» **Do this**
Return every line from the entries below that contains the word "slick".

Point annotation dataset records
+===+

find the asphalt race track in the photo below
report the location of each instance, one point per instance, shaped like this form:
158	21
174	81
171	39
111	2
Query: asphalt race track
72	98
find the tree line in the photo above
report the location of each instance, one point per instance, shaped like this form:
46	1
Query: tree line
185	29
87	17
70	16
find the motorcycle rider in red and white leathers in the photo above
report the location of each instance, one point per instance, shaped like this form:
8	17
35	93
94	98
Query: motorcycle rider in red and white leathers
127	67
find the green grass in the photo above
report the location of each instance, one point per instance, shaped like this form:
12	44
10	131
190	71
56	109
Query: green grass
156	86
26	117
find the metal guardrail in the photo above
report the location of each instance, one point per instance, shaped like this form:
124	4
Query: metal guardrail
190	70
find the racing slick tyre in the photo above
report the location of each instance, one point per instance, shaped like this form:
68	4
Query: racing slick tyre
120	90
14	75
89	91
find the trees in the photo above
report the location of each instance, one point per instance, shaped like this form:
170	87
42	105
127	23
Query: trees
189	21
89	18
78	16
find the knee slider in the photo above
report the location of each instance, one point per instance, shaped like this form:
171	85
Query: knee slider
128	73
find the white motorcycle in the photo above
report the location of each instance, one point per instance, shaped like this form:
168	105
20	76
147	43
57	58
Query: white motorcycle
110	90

+===+

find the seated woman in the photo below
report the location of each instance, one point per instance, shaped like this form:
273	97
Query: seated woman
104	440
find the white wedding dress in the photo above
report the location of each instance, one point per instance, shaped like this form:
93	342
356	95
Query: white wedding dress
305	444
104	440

+===+

» **Exercise answer**
find the racing slick tyre in the photo above
Query: racing slick tyre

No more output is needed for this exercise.